## [ENUNCIADO 1]
Reescreva em forma de lista o parágrafo do excerto que começa com "Esses cantos de trabalho", preservando seus fatos principais.

Também para trabalhar, os pobres escravos lançavam mão do canto e do ritmo para aliviar os seus sofrimentos. Aires da Mata Machado Filho ensinou que:
“Esses cantos de trabalho ainda hoje são chamados de ‘vissungos‘. A sua tradução sumária é o ‘fundamento’, que raros sabem hoje em dia. Pelo geral “dividem-se os vissungos em ‘boiado’, que é o solo tirado pelo ‘mestre’ sem acompanhamento nenhum, e o ‘dobrado’, que é a resposta dos outros em coro, às vezes com acompanhamento de ruídos feitos com os próprios instrumentos usados na tarefa”.
“Alguns são especialmente adequados ao fim e acompanham fases do trabalho nas minas. Outros parecem cantos religiosos adaptados à ocasião, já no exercício consciente de práticas feiticistas, já pelo esquecimento do primitivo significado”[1].

## [ENUNCIADO 2]
Expresse como tabela Markdown, com as colunas "Nº" e "Linha", as linhas dos registros desde o início até a linha que contém "[580,258,667,440]", inclusive. Omita as linhas em branco.

[Itens de dados]

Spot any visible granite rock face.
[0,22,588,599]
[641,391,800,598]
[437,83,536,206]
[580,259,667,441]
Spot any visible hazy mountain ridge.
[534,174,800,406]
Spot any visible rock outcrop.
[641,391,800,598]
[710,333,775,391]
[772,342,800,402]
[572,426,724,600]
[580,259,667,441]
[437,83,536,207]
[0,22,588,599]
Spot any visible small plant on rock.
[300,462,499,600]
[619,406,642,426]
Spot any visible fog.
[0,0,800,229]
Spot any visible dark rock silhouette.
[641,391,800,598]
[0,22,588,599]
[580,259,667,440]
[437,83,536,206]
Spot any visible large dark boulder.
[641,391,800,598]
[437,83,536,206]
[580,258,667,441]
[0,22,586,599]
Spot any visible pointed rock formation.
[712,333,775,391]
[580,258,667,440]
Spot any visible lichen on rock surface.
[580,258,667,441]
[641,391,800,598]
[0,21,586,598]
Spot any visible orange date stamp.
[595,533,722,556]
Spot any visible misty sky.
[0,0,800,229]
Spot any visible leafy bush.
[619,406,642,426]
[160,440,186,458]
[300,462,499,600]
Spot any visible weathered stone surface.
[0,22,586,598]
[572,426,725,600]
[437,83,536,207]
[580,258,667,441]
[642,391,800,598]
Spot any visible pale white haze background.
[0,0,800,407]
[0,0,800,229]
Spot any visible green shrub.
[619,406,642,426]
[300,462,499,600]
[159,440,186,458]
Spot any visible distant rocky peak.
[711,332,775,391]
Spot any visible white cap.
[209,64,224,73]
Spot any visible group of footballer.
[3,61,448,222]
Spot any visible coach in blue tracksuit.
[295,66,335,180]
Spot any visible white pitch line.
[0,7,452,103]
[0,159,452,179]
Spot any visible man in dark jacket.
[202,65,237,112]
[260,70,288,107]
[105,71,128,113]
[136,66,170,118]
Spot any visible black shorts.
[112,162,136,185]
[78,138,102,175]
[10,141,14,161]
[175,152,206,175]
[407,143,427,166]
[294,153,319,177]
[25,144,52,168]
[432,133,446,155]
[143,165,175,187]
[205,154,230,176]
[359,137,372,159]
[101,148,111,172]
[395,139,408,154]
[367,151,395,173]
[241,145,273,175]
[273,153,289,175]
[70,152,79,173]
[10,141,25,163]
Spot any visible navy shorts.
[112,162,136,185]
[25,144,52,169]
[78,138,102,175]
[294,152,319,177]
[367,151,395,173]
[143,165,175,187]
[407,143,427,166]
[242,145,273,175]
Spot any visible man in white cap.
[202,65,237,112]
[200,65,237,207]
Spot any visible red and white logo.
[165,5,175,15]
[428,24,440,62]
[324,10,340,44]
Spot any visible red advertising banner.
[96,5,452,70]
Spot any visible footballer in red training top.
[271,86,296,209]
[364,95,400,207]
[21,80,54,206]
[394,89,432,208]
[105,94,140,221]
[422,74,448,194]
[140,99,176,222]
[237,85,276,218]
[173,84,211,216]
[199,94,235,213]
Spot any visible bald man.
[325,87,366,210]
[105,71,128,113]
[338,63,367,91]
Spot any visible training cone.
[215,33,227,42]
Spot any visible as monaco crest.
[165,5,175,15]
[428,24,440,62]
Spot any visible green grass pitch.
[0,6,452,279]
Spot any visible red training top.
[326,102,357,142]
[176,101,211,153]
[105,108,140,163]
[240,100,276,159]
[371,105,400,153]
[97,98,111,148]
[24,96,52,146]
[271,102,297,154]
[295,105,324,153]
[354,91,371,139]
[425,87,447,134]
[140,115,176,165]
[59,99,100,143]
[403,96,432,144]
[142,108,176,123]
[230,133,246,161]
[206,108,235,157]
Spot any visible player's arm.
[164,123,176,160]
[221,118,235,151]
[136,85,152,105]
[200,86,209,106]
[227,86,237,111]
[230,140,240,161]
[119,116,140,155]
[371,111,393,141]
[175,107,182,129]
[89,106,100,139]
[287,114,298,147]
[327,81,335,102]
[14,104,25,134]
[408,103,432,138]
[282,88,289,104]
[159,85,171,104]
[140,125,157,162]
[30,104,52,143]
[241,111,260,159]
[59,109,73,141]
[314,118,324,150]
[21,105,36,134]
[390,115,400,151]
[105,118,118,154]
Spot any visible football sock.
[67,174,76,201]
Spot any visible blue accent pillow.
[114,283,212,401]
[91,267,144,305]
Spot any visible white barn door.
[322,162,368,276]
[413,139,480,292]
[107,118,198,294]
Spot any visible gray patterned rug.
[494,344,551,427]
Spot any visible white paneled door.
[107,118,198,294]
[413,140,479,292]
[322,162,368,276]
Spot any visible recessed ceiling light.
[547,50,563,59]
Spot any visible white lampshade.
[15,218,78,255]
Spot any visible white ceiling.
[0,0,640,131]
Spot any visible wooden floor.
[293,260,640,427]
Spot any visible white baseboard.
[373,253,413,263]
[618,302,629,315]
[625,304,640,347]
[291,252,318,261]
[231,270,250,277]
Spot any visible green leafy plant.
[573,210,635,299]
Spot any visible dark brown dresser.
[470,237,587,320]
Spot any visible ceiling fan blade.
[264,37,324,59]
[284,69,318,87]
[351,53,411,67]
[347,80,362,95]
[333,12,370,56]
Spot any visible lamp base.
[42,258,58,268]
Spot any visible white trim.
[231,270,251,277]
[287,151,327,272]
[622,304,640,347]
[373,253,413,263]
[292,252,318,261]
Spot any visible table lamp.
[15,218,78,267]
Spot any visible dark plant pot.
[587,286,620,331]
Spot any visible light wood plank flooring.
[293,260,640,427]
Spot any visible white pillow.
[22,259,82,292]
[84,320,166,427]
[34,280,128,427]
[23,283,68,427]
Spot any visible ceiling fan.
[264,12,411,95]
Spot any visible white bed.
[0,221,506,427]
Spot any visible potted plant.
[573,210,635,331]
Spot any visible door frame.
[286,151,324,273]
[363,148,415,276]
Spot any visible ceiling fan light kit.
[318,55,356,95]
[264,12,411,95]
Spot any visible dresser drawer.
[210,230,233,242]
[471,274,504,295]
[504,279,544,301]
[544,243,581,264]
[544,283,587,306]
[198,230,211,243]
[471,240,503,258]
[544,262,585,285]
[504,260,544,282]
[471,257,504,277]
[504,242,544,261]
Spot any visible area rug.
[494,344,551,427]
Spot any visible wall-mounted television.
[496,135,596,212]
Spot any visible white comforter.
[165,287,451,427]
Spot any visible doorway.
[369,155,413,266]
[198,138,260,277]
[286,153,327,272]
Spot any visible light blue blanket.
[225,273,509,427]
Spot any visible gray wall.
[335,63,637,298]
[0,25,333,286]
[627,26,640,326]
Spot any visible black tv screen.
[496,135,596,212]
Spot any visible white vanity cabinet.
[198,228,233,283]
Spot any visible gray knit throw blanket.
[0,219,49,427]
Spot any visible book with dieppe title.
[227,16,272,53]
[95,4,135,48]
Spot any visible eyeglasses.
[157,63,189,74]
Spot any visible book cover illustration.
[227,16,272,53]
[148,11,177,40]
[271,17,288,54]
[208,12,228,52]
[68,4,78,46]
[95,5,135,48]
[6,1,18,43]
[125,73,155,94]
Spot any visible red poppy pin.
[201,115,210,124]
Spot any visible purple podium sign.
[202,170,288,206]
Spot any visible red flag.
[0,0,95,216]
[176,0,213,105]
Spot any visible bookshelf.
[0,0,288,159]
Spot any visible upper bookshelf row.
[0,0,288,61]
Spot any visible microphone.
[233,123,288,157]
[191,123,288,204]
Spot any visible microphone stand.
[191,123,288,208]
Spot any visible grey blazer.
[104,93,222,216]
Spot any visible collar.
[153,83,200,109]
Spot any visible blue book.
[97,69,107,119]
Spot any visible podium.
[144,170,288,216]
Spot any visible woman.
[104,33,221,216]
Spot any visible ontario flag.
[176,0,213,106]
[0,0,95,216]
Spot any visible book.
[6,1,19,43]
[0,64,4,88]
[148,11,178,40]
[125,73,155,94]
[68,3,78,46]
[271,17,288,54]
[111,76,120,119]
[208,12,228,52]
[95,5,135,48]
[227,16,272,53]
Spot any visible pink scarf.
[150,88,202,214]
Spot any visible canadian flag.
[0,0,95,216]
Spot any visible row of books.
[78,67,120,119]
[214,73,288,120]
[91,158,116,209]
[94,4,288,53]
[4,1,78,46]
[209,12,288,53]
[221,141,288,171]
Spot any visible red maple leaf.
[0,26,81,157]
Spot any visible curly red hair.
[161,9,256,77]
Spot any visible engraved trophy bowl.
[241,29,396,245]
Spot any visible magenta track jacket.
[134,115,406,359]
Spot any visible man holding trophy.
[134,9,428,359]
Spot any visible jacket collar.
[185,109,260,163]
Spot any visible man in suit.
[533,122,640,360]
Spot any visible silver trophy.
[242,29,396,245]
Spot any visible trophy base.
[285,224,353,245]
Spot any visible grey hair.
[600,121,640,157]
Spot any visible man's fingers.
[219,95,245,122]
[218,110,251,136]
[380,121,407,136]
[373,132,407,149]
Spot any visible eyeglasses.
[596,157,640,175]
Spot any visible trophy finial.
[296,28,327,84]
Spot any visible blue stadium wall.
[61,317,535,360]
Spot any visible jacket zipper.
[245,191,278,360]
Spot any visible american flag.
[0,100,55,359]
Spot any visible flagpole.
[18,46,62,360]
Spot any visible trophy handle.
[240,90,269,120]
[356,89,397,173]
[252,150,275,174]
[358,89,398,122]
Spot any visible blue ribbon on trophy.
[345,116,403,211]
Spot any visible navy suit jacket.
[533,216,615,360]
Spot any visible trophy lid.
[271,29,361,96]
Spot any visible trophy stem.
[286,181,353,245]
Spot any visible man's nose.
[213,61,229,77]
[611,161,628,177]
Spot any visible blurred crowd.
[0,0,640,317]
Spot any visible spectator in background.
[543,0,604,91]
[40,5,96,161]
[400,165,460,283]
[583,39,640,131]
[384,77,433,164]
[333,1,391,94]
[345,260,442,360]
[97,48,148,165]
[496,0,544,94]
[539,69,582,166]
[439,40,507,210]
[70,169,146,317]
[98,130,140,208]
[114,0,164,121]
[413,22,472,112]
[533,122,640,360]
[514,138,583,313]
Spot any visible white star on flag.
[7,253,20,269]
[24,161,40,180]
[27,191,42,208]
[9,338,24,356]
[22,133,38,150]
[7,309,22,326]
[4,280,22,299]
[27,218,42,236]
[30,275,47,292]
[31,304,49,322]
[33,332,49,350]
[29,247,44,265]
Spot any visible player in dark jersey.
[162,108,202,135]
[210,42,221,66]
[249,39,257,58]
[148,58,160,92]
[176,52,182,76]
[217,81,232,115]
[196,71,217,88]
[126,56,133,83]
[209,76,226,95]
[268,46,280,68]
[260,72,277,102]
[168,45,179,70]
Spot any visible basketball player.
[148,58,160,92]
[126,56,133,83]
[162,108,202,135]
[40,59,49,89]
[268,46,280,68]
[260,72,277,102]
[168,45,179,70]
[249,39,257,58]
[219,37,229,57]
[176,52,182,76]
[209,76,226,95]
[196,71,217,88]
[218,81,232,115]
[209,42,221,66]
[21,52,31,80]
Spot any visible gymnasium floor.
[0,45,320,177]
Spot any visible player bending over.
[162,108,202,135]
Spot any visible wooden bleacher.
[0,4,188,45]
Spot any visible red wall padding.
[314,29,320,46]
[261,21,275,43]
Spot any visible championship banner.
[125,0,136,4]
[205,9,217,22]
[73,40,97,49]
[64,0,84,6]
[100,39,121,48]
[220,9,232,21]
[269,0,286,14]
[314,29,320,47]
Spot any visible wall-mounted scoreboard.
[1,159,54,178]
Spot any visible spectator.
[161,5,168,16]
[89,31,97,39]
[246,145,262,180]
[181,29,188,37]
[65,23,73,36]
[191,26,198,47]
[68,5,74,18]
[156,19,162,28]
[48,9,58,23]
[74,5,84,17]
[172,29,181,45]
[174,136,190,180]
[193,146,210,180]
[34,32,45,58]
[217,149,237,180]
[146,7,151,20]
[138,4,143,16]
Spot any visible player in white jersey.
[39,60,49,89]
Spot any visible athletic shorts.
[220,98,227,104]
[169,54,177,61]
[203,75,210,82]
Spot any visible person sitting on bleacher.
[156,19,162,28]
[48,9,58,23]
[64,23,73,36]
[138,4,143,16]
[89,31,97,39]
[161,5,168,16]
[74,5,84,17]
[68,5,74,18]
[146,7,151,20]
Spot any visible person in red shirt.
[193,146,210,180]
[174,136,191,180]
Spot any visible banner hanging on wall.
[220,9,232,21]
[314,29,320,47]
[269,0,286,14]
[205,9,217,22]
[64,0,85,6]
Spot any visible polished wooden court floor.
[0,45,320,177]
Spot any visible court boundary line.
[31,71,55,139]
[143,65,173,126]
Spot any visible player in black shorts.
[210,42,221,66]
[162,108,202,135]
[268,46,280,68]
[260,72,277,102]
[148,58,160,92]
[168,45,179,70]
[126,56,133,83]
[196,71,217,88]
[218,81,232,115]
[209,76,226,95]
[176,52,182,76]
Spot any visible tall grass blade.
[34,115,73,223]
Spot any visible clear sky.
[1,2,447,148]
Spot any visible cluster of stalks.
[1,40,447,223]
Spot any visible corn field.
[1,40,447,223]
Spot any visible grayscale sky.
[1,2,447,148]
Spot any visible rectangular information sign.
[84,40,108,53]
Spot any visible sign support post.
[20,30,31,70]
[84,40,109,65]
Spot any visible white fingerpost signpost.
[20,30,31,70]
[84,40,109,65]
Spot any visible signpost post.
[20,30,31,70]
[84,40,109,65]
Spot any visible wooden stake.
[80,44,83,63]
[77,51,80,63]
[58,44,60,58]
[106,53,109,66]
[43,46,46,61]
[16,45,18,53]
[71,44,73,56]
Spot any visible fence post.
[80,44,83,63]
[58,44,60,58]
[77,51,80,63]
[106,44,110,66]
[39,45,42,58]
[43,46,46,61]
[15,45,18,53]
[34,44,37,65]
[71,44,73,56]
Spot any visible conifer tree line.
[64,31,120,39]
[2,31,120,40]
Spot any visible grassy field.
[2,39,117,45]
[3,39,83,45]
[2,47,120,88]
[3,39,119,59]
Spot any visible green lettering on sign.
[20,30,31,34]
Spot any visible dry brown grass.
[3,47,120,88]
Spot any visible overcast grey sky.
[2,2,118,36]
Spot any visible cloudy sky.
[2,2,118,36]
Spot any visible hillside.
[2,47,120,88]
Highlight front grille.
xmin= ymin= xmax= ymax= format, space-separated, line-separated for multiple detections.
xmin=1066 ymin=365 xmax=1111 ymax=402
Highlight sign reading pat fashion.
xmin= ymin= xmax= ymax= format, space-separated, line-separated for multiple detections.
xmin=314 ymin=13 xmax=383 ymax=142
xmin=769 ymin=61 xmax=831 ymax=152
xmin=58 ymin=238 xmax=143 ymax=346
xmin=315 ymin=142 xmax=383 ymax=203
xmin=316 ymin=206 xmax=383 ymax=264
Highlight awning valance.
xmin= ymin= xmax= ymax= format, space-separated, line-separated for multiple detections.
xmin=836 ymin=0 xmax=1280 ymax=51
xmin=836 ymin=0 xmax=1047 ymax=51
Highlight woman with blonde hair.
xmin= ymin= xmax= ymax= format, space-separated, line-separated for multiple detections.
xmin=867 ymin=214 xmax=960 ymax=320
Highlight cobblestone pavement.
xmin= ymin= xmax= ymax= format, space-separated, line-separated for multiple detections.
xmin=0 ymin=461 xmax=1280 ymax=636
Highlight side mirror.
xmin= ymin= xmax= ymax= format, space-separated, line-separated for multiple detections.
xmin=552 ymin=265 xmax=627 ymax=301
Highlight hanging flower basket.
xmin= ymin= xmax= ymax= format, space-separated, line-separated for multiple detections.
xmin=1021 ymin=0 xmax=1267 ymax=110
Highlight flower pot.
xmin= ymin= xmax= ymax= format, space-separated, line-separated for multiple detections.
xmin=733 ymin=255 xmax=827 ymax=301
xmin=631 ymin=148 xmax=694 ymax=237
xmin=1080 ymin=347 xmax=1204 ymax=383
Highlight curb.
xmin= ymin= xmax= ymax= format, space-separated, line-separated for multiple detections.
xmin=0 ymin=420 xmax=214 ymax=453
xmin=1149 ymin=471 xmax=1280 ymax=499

## [RESPOSTA REDIGIDA 1]
- Os cantos de trabalho ainda hoje são chamados de "vissungos".
- Sua tradução sumária é o "fundamento", que raros conhecem atualmente.
- Em geral, os vissungos se dividem em dois tipos:
  - "boiado": o solo tirado pelo "mestre", sem nenhum acompanhamento;
  - "dobrado": a resposta dos outros em coro, às vezes acompanhada de ruídos feitos com os próprios instrumentos usados na tarefa.

## [RESPOSTA REDIGIDA 2]
| Nº | Linha |
|---|---|
| 1 | Spot any visible granite rock face. |
| 2 | [0,22,588,599] |
| 3 | [641,391,800,598] |
| 4 | [437,83,536,206] |
| 5 | [580,259,667,441] |
| 6 | Spot any visible hazy mountain ridge. |
| 7 | [534,174,800,406] |
| 8 | Spot any visible rock outcrop. |
| 9 | [641,391,800,598] |
| 10 | [710,333,775,391] |
| 11 | [772,342,800,402] |
| 12 | [572,426,724,600] |
| 13 | [580,259,667,441] |
| 14 | [437,83,536,207] |
| 15 | [0,22,588,599] |
| 16 | Spot any visible small plant on rock. |
| 17 | [300,462,499,600] |
| 18 | [619,406,642,426] |
| 19 | Spot any visible fog. |
| 20 | [0,0,800,229] |
| 21 | Spot any visible dark rock silhouette. |
| 22 | [641,391,800,598] |
| 23 | [0,22,588,599] |
| 24 | [580,259,667,440] |
| 25 | [437,83,536,206] |
| 26 | Spot any visible large dark boulder. |
| 27 | [641,391,800,598] |
| 28 | [437,83,536,206] |
| 29 | [580,258,667,441] |
| 30 | [0,22,586,599] |
| 31 | Spot any visible pointed rock formation. |
| 32 | [712,333,775,391] |
| 33 | [580,258,667,440] |